→ Source text:
The long-term ramifications of quarantines on the business world will depend on how long people are stuck at home, juggling raising and educating kids with working remotely. A short delay of just a few weeks will likely lead to few, if any, lasting changes. But a mandatory work-from-home policy that lasts months could drive businesses to make consumer-friendly alterations that customers will demand continue when life returns to normal.
Industries that rely on people leaving their homes are most obviously at risk. Many of these businesses already face competition from at-home Internet-connected alternatives that technology companies have built in the last 10 to 15 years. Others have worked hard to establish moats that aren't easily bridged, even when consumer choice is limited.
The following is a sample of industries that are about to watch revenues fall off a cliff and may have to grapple with questions of long-term survival.
Theaters have successfully bobbed along over the last decade due to increased ticket prices and doggedly fighting against media companies who have toyed with the idea of releasing movies on television at or near the same time as theaters.
Theaters currently have a 90-day window before movies are available for streaming — and even then, a film only becomes available for streaming on a DVD/on-demand/rental basis. Typically another three months has to pass before movies are added to Netflix, Disney+ or other subscription streaming catalogs.
Netflix Chief Content Officer Ted Sarandos has publicly chastised the theater industry for years for fighting to keep movies away from at-home viewers for months before they become available on traditional pay-TV or on streaming services. Exclusive windows have "disconnected people from movies," Sarandos said in 2018. "I have not found it to be very consumer-friendly, that consumers who live nowhere near a theater are waiting six months, eight months, a year to see a movie."

→ Written problem a: In the excerpt on quarantines and business, how many days do theaters currently have before movies become available for streaming?

→ Supplied entries:

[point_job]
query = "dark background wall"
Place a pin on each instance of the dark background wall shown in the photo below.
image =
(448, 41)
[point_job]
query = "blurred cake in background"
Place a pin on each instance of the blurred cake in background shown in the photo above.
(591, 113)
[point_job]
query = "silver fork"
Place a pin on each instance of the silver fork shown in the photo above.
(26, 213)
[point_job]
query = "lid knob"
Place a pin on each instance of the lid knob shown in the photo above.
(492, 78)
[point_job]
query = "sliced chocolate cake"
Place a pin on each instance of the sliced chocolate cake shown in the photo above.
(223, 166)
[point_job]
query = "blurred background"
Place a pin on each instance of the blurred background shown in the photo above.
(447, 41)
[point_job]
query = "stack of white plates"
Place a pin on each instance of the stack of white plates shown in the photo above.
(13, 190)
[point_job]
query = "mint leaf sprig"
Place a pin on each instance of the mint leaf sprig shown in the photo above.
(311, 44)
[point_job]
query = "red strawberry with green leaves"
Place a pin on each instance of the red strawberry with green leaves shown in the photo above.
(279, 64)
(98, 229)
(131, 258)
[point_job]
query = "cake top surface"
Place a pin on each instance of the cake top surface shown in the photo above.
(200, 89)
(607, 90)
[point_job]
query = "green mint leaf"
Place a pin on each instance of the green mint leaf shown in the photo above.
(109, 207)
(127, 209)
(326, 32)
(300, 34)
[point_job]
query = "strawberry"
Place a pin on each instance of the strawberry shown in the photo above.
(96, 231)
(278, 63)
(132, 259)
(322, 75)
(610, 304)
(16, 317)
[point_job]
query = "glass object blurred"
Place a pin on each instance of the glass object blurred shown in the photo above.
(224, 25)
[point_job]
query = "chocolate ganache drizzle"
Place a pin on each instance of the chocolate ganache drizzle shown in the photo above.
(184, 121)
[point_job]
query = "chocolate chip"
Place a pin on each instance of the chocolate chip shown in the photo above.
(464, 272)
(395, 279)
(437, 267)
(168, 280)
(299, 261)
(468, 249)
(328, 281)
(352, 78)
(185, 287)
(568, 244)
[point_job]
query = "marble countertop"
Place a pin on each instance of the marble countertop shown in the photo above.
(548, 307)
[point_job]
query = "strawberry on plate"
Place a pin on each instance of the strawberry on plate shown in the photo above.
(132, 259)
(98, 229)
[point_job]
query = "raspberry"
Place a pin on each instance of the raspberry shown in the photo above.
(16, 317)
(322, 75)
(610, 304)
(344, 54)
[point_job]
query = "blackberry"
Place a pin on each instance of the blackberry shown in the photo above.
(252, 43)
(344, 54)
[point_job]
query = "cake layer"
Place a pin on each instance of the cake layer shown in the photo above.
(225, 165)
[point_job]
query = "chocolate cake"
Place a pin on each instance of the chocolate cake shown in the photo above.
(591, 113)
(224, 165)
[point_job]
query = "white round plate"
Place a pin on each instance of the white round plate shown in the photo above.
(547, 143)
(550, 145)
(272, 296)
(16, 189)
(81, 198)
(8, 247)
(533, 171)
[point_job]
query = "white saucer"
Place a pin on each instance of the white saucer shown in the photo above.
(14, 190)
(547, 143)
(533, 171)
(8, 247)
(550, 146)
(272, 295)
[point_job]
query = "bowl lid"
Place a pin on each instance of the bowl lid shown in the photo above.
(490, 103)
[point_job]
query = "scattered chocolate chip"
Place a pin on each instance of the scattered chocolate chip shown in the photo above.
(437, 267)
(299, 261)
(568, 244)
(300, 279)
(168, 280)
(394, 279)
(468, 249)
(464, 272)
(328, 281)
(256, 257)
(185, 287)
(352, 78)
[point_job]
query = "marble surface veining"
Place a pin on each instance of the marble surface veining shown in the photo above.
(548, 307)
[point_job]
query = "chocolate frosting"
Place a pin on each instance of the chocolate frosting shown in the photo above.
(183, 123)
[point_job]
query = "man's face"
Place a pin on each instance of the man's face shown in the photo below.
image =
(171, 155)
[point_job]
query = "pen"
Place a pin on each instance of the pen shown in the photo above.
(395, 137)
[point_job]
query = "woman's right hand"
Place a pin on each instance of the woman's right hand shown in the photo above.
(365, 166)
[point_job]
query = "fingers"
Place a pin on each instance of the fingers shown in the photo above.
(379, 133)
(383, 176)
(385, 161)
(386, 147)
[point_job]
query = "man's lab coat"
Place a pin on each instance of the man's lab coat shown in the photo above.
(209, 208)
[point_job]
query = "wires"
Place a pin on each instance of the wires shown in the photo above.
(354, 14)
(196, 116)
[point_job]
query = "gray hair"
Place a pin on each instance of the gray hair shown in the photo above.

→ Written problem b: Collect every line of the records that contains the string "with", copying each one in full. Case counts.

→ Response a: 90 days.

→ Response b:
query = "red strawberry with green leaves"
Place a pin on each instance of the red strawberry with green leaves shown in the photo above.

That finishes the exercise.